Range to output from the entries below: the line containing "If you could pick out the saffron" through the line containing "If you could pick out the monk's outstretched". Set it down exactly, ends included, nothing else.

◇ ◇ ◇

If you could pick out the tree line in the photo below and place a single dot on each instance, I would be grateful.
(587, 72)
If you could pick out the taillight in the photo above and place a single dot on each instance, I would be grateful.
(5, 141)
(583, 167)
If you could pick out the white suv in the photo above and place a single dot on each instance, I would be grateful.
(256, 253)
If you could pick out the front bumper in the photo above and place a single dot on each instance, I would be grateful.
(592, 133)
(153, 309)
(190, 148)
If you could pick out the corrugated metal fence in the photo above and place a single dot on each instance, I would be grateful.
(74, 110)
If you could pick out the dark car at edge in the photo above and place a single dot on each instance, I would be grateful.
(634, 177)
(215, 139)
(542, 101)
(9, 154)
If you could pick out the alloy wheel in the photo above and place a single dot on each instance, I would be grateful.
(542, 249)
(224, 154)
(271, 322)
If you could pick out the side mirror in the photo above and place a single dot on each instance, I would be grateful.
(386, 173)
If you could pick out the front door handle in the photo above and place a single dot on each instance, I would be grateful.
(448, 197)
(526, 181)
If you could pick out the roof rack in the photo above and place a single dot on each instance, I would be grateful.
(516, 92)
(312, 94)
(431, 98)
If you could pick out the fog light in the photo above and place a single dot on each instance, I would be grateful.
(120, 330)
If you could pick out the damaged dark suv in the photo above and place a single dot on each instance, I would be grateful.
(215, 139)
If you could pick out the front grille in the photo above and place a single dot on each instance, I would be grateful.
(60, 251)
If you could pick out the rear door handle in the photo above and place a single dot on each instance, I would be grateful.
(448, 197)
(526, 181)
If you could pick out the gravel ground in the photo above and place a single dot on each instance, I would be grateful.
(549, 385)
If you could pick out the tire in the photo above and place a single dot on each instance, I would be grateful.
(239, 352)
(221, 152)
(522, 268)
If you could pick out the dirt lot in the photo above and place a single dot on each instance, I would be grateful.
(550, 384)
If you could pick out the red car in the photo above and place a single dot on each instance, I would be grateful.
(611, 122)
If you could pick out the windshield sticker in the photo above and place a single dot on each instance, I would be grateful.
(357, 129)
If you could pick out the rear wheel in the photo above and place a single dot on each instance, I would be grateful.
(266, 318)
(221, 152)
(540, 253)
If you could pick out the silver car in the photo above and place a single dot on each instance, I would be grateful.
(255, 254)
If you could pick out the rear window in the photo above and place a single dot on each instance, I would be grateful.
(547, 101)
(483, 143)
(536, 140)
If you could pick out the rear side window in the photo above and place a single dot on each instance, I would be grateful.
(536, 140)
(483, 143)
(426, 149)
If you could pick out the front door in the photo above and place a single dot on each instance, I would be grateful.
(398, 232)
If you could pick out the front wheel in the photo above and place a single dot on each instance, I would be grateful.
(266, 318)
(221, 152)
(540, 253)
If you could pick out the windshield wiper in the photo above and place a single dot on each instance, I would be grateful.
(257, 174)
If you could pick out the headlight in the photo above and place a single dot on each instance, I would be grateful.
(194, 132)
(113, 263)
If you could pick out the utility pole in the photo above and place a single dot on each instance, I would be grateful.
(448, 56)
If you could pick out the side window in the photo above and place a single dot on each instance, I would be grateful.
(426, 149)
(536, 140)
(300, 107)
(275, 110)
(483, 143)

◇ ◇ ◇

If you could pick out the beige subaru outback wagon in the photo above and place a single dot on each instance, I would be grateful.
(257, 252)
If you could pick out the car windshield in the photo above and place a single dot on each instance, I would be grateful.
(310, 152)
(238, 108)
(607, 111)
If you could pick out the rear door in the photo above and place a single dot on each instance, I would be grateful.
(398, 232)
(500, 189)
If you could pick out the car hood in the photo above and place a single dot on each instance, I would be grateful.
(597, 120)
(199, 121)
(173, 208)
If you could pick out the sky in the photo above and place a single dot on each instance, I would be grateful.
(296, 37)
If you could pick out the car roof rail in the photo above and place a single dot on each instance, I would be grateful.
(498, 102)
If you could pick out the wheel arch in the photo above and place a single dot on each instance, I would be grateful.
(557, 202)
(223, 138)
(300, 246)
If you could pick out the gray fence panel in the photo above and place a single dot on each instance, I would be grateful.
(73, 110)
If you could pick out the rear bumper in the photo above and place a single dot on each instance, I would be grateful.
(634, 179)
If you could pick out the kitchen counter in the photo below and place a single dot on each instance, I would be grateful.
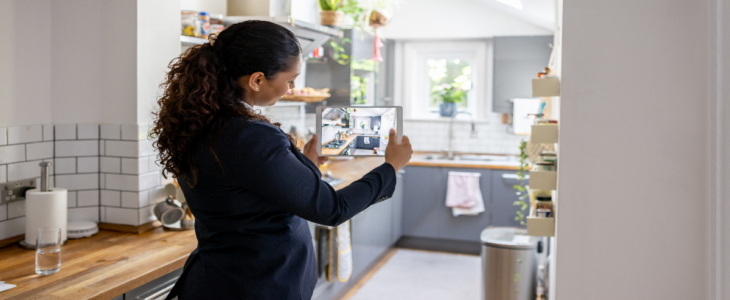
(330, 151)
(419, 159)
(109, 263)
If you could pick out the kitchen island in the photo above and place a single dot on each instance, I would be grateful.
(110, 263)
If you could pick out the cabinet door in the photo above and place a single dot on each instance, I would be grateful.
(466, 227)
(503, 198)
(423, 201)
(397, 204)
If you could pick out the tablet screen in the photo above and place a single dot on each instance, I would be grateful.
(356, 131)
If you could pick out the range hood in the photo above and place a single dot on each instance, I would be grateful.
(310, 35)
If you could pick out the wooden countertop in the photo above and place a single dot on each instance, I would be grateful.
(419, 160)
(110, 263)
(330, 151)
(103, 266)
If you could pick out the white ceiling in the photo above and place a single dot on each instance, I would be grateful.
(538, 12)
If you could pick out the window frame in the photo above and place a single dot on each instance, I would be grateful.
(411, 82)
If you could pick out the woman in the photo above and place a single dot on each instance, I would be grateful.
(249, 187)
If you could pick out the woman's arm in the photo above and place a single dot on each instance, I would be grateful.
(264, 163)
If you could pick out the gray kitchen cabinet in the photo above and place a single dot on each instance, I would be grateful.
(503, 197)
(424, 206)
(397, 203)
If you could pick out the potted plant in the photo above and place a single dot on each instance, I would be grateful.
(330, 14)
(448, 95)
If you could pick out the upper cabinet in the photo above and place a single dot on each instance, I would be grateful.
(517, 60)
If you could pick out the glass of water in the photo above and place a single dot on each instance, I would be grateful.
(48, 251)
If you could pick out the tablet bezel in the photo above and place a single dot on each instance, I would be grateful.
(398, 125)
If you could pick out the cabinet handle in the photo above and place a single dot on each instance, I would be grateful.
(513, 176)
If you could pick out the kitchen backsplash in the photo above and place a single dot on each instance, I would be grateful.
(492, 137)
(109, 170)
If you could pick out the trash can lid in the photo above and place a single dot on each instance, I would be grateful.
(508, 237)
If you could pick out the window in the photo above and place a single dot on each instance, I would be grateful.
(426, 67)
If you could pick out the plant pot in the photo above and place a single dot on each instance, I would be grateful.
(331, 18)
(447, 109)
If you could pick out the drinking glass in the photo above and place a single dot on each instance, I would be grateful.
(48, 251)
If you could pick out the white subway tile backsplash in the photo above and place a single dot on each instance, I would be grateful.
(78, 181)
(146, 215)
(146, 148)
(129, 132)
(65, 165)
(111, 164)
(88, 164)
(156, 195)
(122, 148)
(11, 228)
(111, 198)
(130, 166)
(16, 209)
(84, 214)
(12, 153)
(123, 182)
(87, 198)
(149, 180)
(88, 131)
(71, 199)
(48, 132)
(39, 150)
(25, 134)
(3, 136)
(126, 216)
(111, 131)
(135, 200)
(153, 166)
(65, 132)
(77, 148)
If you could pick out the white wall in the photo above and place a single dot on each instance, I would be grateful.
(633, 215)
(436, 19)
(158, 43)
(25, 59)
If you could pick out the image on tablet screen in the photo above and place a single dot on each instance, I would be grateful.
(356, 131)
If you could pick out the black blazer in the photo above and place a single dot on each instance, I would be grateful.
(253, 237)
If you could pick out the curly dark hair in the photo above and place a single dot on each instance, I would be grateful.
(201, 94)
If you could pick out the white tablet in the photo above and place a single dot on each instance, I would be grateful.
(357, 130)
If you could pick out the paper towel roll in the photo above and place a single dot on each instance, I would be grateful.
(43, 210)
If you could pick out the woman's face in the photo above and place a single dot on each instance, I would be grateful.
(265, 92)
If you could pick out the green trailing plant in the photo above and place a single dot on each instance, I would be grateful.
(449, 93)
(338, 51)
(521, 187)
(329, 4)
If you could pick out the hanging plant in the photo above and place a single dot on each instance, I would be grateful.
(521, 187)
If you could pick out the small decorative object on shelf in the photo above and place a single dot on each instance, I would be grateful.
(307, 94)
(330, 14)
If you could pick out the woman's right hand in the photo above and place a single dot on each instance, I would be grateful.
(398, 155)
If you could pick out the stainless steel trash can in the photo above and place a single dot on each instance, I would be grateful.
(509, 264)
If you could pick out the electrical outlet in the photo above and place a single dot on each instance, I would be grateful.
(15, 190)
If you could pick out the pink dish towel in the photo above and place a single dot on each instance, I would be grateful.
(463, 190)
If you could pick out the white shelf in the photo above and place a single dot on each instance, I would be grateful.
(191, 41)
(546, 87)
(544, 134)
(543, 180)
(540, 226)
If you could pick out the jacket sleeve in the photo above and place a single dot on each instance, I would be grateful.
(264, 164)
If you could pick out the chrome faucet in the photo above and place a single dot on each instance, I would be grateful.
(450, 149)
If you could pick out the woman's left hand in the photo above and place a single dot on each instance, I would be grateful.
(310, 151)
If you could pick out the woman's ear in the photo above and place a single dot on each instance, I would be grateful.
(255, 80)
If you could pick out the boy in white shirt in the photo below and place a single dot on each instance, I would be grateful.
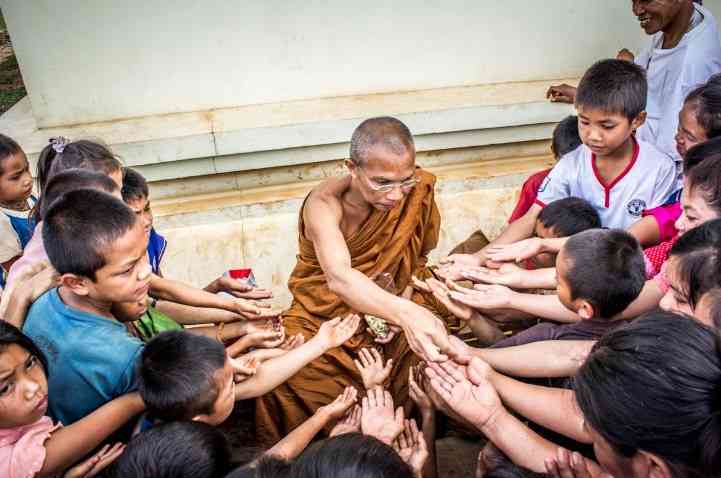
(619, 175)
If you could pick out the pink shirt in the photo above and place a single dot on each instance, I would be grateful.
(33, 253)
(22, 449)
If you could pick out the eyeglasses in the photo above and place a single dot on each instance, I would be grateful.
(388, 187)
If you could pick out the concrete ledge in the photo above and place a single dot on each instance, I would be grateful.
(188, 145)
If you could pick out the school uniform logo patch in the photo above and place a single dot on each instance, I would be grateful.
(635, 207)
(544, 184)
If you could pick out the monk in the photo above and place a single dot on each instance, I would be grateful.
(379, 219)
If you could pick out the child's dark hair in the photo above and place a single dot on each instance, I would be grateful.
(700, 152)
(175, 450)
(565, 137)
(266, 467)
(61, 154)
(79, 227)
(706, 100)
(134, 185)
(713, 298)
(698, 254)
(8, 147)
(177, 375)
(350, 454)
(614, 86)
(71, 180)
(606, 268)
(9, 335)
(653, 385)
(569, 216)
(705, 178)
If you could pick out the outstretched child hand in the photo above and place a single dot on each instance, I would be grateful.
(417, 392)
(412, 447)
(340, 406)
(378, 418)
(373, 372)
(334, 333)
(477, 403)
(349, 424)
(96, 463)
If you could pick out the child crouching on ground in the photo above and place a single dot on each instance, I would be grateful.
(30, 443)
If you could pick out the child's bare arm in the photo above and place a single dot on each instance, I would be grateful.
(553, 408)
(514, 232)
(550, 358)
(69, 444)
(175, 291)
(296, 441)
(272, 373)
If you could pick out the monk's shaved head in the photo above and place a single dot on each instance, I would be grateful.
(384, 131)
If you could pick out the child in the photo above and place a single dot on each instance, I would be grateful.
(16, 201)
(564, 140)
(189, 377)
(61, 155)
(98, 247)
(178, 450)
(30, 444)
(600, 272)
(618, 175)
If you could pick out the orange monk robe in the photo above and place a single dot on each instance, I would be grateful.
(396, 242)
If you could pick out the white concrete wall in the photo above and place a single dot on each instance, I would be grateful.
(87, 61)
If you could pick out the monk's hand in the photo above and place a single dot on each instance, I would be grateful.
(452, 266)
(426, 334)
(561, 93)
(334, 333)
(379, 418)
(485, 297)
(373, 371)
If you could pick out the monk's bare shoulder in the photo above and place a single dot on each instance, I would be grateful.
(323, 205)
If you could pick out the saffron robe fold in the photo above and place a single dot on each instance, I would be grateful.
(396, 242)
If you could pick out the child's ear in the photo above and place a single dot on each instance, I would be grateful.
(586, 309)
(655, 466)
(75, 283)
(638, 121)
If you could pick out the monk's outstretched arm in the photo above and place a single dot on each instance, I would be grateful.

◇ ◇ ◇

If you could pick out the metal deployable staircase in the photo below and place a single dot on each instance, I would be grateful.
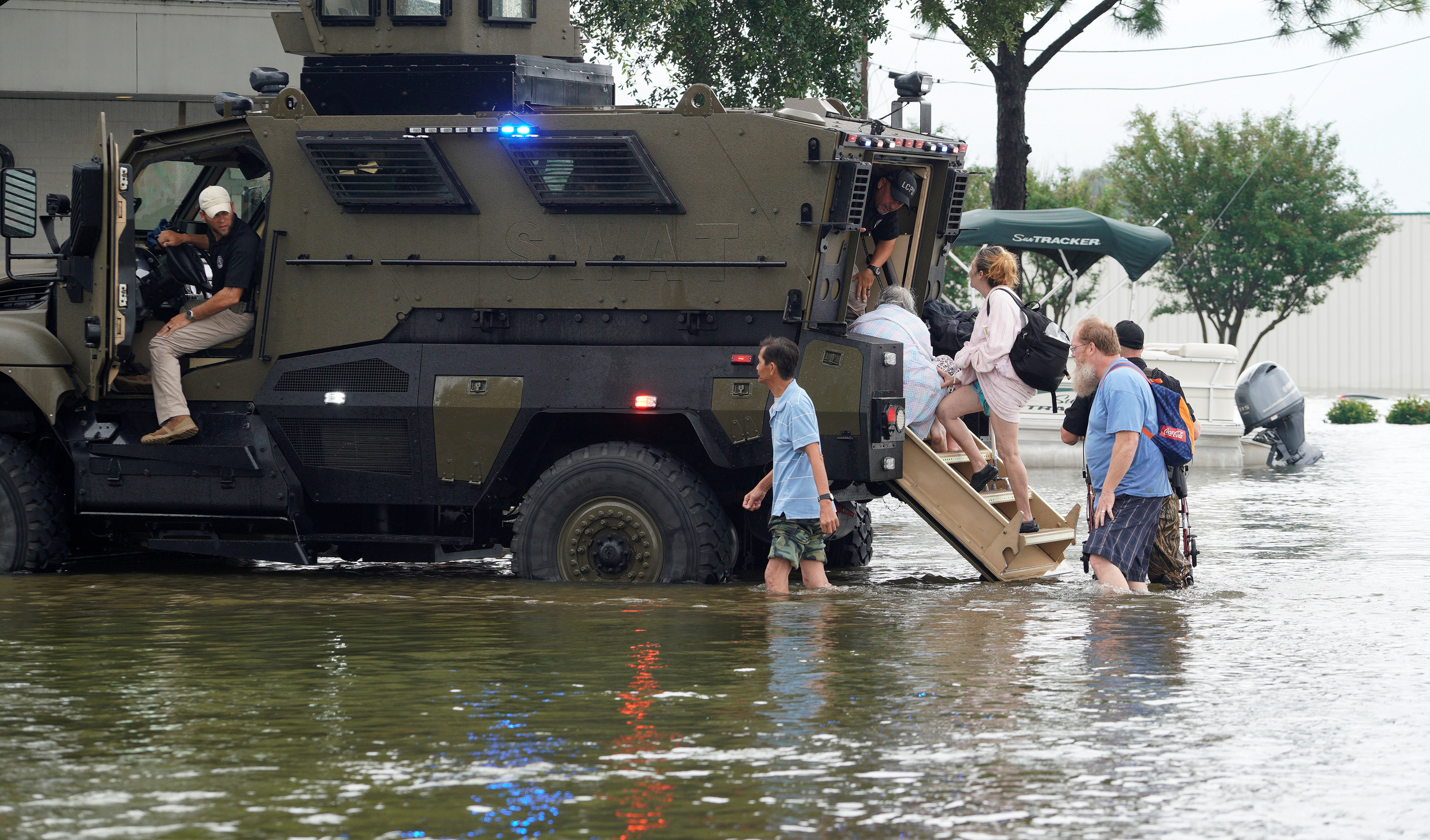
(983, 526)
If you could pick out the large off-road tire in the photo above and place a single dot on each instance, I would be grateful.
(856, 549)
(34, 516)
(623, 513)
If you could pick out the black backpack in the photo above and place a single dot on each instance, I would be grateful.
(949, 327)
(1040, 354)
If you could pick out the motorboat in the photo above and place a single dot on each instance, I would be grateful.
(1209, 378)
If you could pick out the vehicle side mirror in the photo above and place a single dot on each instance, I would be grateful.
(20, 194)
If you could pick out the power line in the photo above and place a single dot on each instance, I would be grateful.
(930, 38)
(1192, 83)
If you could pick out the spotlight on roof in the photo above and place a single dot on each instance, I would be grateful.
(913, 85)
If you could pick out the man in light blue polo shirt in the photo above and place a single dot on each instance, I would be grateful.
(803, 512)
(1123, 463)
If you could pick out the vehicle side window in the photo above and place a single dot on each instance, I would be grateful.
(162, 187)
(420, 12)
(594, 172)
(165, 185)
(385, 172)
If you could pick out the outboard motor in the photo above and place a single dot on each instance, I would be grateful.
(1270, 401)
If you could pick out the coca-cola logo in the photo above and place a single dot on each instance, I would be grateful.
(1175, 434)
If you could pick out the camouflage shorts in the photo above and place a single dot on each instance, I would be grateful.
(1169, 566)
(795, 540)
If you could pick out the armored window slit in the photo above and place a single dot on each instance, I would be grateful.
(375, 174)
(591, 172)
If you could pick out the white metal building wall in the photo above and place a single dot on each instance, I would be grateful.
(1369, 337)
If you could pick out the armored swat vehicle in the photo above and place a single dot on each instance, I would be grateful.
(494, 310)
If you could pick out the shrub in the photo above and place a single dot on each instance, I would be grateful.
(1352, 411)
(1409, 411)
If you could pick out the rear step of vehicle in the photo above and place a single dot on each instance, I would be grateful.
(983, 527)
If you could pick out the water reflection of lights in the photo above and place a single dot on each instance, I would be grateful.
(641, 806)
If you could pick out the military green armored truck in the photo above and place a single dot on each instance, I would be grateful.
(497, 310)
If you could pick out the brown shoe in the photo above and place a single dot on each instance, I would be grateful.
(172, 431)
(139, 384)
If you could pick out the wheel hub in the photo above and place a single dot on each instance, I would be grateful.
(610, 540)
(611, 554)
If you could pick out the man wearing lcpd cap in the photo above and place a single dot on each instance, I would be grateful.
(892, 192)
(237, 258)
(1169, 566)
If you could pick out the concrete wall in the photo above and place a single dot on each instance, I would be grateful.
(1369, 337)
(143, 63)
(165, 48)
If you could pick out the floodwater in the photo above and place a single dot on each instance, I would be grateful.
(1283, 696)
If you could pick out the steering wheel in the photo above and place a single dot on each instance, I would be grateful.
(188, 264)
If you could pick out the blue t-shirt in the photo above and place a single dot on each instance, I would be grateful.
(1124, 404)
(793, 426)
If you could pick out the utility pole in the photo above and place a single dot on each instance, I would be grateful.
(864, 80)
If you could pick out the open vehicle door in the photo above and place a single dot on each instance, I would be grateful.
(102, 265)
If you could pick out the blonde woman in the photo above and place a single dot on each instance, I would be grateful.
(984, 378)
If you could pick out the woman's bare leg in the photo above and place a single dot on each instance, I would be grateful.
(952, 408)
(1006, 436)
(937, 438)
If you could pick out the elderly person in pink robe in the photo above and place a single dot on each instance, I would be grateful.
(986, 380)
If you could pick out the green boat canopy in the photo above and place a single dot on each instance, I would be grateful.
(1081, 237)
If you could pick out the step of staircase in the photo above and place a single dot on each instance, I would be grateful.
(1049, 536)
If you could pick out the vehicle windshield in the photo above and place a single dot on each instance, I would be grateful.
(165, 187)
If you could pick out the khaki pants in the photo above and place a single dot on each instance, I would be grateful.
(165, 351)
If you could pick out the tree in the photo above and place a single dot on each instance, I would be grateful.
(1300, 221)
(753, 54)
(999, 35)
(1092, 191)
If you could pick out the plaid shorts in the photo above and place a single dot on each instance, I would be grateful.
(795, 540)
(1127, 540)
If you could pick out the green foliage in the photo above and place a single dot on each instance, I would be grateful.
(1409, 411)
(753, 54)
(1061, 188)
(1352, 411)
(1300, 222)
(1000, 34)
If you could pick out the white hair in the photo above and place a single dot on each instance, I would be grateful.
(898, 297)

◇ ◇ ◇

● **Answer to the exercise**
If you could pick out the saffron robe fold in the photo above and place a single dot on each instance, I would be grateful.
(396, 242)
If you could pick out the child's ear in the photo above and place a single dot on each instance, I would be grateful.
(586, 309)
(655, 466)
(75, 283)
(638, 121)
If you could pick out the monk's outstretched arm in the photo above and place a single dot on each instance, I would be grateful.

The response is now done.